##### EXTRACT
In an earlier case study we took one AI-generated 5G LDPC decoder from 221 to 463 MHz, past a paid commercial IP on the same FPGA. That was a single configuration. The 5G LDPC standard supports two base graphs and 51 lifting factors, many code points in all. To show the timing method generalizes, we needed many more decoders, generated and tuned the same way.
Tuning one decoder by hand is not a design method. The real value of AI here is automating the process: generating and closing a batch of configurations, quickly, and proving every one correct, rather than tuning a single design.
Tuning one is the start; the tool is the goal
Every code point in the 5G LDPC standard maps to a different FPGA circuit. Change the configuration and the resource and timing work starts over. So instead of a person babysitting each one, we distilled the timing method into an automated flow: parameter-driven, it generates twenty decoders across configurations and closes timing and verifies correctness on each.
The twenty configurations cover both base graphs, two code rates each, and five lifting factors (Z = 32, 64, 128, 256, 384): base graph BG1 at rates 0.815 and 0.324, and BG2 at rates 0.588 and 0.192. Information lengths run from a few hundred to several thousand bits.
One skeleton, generated by parameters
This is the crux: the twenty decoders are not written twenty times by hand. They come from one generator, run with different parameters. The skeleton is the same folded layered decoder from the first case study (read estimate, run checks, accumulate and write back), where "folded" means processing a layer's hundreds of lanes in a few passes rather than all at once, saving a large amount of hardware while staying single-engine and zero-DSP.
##########
##### MATERIAL SHOWN
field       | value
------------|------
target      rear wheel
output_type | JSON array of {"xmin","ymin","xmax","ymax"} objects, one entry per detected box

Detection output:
##########
##### MATERIAL SHOWN
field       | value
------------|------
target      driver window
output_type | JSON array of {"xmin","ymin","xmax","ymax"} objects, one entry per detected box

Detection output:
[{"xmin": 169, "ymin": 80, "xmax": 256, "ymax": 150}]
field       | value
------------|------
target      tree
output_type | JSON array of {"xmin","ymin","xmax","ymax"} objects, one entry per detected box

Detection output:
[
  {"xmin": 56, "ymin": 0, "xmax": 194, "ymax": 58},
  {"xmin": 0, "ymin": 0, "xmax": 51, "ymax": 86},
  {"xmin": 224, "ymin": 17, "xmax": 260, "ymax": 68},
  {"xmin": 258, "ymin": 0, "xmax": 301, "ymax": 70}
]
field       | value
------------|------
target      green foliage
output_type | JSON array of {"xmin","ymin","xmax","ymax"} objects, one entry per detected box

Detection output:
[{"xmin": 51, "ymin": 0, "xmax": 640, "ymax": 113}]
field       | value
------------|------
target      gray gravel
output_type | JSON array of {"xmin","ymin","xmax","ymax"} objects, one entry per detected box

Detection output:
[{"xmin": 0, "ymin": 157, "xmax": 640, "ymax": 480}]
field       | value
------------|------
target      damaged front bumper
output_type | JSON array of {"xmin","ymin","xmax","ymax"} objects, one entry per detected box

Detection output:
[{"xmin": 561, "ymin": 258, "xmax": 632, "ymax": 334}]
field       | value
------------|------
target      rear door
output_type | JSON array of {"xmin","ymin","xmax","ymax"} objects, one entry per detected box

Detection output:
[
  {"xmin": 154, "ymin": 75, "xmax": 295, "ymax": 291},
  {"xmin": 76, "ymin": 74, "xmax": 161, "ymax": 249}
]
##########
- TO-DO LIST -
1 – In the LDPC decoder text above, which five lifting factors do the twenty configurations use?
2 – Repeat the part of the LDPC decoder text from "One skeleton, generated" to "single-engine and zero-DSP.".

- OUTPUTS IN ORDER -
1 – Z = 32, 64, 128, 256, and 384.

2 –
One skeleton, generated by parameters
This is the crux: the twenty decoders are not written twenty times by hand. They come from one generator, run with different parameters. The skeleton is the same folded layered decoder from the first case study (read estimate, run checks, accumulate and write back), where "folded" means processing a layer's hundreds of lanes in a few passes rather than all at once, saving a large amount of hardware while staying single-engine and zero-DSP.